### Your tasks
(a) The excerpt on intellectual property policy gives a numbered list of measures under R9.4. Name each of them.
(b) Extend the excerpt on intellectual property policy, picking up after its final sentence.

### Excerpt to read
►

Source: Government of the United Kingdom (2022[17]), University and business collaboration agreements: Lambert Toolkit, https://www.gov.uk/guidance/university-and-business-collaboration-agreements-lambert-toolkit.

R9.4. Further strengthen the IP system to align with international standards. This can include: 1) enhancing examination capabilities; 2) strengthening enforcement measures; 3) raising public awareness of the IP system; and 4) improving the IP rights database.

Along with similar initiatives in neighbouring countries, Saudi Arabia has introduced a unified e-portal system for streamlined application processes, recognition of international IP agreements such as the Hague System, extension of design validity, and stricter trademark application requirements. Qatar has introduced patent annuity payments, simplified trademark filing procedures, and service fees.

See the discussion in Chapter 4.

R9.5. Enhance financial and procedural support for applicants, especially for individuals, SMEs, and deep-tech start-ups, to promote the registration of IP rights. This can include offering targeted grants or subsidies to cover patent application fees, reducing administrative costs for first-time filers, and establishing fast-track procedures for firms in priority sectors. Governments can also create dedicated IP support units that provide legal assistance, IP management training, and step-by-step guidance through the registration process. Additionally, partnerships with universities, incubators, and chambers of commerce can help extend outreach and build capacity among innovators with limited resources.

◄

Stored dataset items:

►

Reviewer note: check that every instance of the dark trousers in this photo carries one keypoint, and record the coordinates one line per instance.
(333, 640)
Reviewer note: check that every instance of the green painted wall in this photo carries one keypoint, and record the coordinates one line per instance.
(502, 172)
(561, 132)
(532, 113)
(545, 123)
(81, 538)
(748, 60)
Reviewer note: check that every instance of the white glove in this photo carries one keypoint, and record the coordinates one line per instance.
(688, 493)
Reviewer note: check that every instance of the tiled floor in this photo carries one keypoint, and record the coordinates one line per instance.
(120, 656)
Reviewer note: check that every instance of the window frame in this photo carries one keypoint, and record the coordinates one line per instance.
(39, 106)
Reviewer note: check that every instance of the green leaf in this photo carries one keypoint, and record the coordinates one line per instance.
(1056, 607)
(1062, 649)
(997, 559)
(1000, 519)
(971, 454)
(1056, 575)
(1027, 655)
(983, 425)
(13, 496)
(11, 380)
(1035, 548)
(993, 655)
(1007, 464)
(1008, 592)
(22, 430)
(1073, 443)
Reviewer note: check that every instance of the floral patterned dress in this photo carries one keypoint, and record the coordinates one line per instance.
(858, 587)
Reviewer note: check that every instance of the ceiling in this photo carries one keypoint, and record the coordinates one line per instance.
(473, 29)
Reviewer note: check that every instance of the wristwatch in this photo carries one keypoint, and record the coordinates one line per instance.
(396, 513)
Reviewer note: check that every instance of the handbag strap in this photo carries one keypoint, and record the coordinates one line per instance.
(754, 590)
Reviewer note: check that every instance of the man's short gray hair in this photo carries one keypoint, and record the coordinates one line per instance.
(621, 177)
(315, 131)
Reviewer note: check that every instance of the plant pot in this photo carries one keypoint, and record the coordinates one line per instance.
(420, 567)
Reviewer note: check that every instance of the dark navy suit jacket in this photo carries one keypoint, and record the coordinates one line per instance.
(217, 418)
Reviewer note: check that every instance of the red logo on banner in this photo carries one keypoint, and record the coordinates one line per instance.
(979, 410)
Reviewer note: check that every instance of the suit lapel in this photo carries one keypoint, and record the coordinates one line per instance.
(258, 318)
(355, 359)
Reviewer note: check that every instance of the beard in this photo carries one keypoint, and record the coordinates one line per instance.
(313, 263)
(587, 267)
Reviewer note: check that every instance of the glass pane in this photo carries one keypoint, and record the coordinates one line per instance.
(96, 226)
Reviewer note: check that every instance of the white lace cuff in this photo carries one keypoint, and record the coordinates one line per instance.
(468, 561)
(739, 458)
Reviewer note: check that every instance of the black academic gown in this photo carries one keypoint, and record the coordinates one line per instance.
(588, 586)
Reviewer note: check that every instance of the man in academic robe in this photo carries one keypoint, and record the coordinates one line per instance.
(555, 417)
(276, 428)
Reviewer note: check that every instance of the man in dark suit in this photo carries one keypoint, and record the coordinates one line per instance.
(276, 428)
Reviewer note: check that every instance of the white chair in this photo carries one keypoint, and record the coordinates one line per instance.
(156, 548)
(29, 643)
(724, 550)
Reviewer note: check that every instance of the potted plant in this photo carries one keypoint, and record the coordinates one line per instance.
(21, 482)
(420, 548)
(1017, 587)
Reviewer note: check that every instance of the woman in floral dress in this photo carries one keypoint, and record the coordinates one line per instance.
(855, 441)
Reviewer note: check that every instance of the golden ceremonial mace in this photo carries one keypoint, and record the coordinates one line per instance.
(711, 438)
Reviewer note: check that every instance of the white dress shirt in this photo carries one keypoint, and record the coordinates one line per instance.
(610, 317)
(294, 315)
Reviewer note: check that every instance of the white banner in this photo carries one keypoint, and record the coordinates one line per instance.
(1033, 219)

◄
►

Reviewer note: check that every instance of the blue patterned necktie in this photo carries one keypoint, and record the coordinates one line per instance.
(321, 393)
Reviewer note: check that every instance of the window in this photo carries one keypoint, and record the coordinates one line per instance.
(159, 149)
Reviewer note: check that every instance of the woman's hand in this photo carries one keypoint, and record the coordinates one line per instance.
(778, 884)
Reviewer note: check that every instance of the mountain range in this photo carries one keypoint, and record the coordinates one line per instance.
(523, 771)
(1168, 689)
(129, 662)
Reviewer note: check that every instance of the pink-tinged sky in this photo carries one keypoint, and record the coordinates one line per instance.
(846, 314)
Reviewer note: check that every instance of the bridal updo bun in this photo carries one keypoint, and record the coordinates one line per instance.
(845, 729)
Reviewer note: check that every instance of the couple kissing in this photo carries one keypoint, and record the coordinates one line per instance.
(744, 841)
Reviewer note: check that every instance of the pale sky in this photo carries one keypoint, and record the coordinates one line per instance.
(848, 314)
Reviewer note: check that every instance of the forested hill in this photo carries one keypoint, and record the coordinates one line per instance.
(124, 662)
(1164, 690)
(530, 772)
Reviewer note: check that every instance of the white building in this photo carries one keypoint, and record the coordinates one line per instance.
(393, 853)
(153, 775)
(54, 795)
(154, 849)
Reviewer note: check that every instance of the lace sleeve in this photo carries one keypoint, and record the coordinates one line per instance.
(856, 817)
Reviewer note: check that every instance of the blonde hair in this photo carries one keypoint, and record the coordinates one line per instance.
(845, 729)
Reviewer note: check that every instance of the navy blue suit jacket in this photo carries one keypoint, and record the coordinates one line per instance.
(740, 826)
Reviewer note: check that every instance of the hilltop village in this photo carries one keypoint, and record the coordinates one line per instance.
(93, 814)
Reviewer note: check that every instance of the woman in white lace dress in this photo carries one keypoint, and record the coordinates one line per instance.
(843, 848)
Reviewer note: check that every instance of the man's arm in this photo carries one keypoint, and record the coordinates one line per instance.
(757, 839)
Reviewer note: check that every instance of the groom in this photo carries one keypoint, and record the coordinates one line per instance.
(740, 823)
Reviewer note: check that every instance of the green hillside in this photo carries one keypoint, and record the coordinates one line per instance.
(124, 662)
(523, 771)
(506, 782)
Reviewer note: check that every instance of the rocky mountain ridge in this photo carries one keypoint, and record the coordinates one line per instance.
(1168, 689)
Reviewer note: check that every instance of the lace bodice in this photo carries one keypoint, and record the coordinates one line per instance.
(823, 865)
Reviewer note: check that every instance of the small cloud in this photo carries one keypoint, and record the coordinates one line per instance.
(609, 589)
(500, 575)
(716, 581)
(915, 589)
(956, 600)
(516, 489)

◄
►

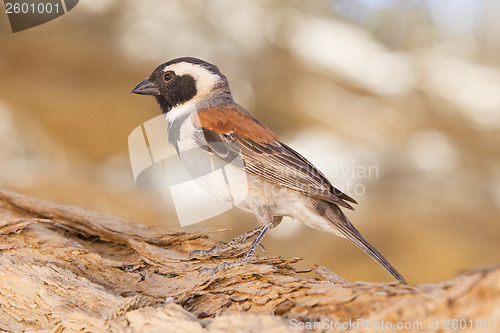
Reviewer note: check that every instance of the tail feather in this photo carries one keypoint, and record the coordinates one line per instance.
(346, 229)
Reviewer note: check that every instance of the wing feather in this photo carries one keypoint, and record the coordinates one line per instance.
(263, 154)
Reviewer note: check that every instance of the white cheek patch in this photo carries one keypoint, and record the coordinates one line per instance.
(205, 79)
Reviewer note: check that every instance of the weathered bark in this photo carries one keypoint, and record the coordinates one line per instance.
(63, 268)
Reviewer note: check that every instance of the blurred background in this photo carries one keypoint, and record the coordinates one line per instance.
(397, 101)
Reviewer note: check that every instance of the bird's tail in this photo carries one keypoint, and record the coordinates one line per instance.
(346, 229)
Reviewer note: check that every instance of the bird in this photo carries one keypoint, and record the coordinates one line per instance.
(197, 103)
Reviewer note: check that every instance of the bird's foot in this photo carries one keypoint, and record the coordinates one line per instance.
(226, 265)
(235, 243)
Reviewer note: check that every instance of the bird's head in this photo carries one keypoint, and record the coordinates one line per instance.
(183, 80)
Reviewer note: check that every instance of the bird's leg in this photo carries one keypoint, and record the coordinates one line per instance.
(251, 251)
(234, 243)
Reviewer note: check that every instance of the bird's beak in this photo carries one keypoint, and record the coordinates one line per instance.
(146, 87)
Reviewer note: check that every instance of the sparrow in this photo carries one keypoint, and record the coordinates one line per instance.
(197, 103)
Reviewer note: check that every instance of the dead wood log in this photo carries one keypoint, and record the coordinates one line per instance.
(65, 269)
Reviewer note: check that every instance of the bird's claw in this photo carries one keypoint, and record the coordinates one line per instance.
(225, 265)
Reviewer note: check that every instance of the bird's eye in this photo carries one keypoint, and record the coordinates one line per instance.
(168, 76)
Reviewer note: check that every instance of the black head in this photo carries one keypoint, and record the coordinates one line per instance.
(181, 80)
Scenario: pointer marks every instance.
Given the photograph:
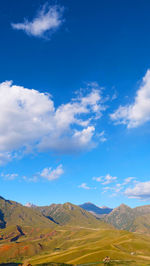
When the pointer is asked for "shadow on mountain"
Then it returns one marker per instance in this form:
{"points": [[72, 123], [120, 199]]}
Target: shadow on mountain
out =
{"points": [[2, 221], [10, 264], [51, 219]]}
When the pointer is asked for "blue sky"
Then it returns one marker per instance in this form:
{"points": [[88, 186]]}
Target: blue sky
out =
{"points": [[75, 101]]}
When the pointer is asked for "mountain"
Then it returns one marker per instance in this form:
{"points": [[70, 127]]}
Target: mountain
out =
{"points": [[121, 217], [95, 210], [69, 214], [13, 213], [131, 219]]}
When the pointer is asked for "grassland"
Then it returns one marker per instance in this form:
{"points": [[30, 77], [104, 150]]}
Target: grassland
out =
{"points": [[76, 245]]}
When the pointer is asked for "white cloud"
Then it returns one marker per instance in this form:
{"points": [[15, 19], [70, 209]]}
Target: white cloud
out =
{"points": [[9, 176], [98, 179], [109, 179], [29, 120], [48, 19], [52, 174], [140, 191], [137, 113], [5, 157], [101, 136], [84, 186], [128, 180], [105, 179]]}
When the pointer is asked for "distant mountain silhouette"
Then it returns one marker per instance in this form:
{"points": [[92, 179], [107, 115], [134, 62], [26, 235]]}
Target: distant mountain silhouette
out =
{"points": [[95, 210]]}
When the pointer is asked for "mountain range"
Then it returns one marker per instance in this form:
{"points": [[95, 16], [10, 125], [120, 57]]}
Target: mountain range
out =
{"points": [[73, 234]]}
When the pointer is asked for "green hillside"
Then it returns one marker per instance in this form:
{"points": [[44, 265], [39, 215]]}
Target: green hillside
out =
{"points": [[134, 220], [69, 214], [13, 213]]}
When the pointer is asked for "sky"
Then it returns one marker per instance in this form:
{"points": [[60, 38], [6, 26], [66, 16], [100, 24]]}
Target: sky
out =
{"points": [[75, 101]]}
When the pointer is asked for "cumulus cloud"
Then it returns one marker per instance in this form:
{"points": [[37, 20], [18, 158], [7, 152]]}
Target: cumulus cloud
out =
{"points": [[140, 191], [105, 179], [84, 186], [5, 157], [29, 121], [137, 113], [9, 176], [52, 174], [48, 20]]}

◄

### Responses by task
(a)
1) Enhancing examination capabilities
2) Strengthening enforcement measures
3) Raising public awareness of the IP system
4) Improving the IP rights database

(b)
As an example of an initiative to encourage patent applications from SMEs, universities, and start-ups, the Japan Patent Office (JPO) offers various cost-reduction measures and provides a free accelerated examination service. Additionally, the JPO has initiated an accelerated examination using interviews for start-ups, which leads to the strategic acquisition of patent rights through interviews conducted before receiving the examination results.

Source: Japan Patent Office (n.d.[18]), Measures for Supporting Private Companies and Universities, https://www.jpo.go.jp/e/support/chusho/document/index/part3.pdf; Japan Patent Office, (2025[19]), Support Measures, Law Amendments, etc., https://www.jpo.go.jp/resources/report/statusreport/2025/document/index/0203.pdf.

Spin-offs are key vehicles for deep-tech innovation that can contribute to high-value-added start-ups in the Egyptian innovation system.

This recommendation could be achieved through the following:

R10.1. Allow researchers employed in the public sector to engage in entrepreneurial activities, as an evolution of Law 23 of 2018, which currently foresees the establishment of companies by research institutions with only limited participation by researchers, rather than allowing researchers to hold majority equity stakes and be CEOs of their own companies.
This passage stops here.